▶ **Objectif**
Rédigez la suite du texte sur le deuil des soldats et de leurs proches, en reprenant après sa dernière phrase.

▶ **Page**
De leur côté, les familles et les conjoints tentent de cacher leur inquiétude. Ils savent que partir est l’accomplissement de ce pour quoi le soldat s’entraîne et travaille dur. Ils savent qu’il ou elle ne peut pas « laisser tomber les copains » et ne pas les accompagner. Alors, les proches cachent leur inquiétude et ont parfois du mal à avoir un comportement en phase avec leurs émotions dans les semaines précédant le départ.

De ce point de vue, le travail réalisé par Nicolas Mingasson permet aux uns de découvrir ce que pensent les autres. Cet apport peut s’avérer très éclairant pour bon nombre de familles et de soldats. Ce rapprochement de ce que ressentent les soldats et leurs proches, à l’intérieur des familles pour le départ à la guerre et même pendant la mission du soldat sur place, est réalisé pour le deuil mais cette fois-ci en séparant les soldats et les familles.

Cette séparation est toute naturelle : les premiers sont témoins du décès mais ne peuvent pas vraiment faire de deuil, puisque la mission continue. Les autres pourront faire leur deuil en récupérant le corps mais avant cela, le décès ne peut pas leur paraître réel, la personne étant si loin géographiquement et psychologiquement.

Le deuil des frères d’armes ne se fait pas sur le théâtre d’opérations. Il faut d’abord terminer le combat ou la mission. Une cérémonie sur place – le levée du corps avant son retour en métropole – permet un premier ancrage psychologique mais la réalité de la guerre empêche de faire un deuil normal. Il en va de la survie de chacun. Le deuil des familles est différent selon qu’il s’agit des parents et des conjoints. Nicolas Mingasson, bien que mentionnant à plusieurs reprises que dans tous les deuils, et pas seulement ceux de guerre, les grands oubliés sont les frères et sœurs, est également victime de ce biais.

▶ **Entrées présentées**

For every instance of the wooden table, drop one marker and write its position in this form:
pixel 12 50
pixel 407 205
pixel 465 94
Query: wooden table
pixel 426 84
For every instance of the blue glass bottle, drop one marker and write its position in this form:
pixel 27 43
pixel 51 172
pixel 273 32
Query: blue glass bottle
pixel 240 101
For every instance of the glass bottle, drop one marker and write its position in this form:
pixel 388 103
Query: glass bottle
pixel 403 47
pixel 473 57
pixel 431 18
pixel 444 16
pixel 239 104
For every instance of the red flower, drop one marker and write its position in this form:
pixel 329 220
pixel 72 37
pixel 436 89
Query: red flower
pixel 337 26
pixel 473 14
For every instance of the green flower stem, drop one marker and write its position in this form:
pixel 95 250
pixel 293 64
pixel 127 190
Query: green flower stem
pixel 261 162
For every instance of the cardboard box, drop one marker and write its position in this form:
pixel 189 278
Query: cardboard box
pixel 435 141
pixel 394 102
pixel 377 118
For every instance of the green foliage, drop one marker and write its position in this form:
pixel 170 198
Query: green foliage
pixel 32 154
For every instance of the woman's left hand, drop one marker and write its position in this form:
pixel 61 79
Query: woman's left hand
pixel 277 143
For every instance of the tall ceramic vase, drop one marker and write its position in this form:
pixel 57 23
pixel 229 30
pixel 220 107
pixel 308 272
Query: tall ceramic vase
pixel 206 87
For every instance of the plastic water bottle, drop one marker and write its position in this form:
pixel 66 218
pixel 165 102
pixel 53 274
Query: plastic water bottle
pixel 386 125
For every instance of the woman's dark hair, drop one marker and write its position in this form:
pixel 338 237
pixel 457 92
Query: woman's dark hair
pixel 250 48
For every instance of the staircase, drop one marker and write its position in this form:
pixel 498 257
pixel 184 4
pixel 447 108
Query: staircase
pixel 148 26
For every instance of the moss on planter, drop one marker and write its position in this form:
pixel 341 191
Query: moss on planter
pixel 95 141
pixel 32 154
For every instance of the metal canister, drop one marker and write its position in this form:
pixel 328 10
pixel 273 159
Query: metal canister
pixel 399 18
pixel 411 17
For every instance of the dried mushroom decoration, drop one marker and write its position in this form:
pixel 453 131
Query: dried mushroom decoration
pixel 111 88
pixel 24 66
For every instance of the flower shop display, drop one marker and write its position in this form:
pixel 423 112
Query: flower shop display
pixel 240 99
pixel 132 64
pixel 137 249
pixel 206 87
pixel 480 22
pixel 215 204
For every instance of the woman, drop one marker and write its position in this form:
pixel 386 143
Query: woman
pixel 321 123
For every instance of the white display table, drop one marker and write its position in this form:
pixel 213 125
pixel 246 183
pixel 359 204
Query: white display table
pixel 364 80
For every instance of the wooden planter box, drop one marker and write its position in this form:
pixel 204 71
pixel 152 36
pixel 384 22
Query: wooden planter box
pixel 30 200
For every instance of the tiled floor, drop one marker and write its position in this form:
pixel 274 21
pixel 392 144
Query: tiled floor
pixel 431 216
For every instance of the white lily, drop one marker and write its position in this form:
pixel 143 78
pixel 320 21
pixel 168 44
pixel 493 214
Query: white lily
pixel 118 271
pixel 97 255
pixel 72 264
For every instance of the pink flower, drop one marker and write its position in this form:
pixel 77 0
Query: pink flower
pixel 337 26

▶ **Réponse attendue**
Les conjoints peuvent connaître une pression particulière : gérer leur deuil, gérer celui des enfants et être le point central d’information et de relais vers l’armée des parents. Les familles ont une tendance au déni plus grande que la moyenne, du fait de l’absence du corps lors des premiers jours et parfois plus longtemps parce que le corps, trop abîmé, ne peut pas leur être montré. Elles attendent également un soutien de l’institution militaire et de la nation.

Sur ce point l’auteur note une réelle progression de la part des armées. La raison de cette progression est simple : les armées ont réappris ce que cela pouvait être d’avoir des pertes « importantes » et relativement régulières. C’est l’embuscade d’Uzbeen qui, en 2008, a réveillé les consciences : celle de l’opinion publique, celle des dirigeants politiques et celle de l’institution. C’est également en 2008 que le mot « guerre » a été pour la première fois employé par une source officielle – le président de la République – au sujet de l’Afghanistan. Les témoignages font toutefois état de maladresses et d’injustices (inégalités de traitement souvent liées à l’inégalité des impacts médiatiques) qui ont été durement ressenties par les familles, encourageant certains parents à agir en justice pour obtenir plus d’informations et d’explications.

Au-delà des maladresses de l’institution et des responsables politiques, les familles ressentent également l’indifférence de la société civile, indifférence dont elles-mêmes étaient coupables avant d’être confrontées au décès (ou à la blessure). Ce point fait d’ailleurs l’objet de la quatrième de couverture.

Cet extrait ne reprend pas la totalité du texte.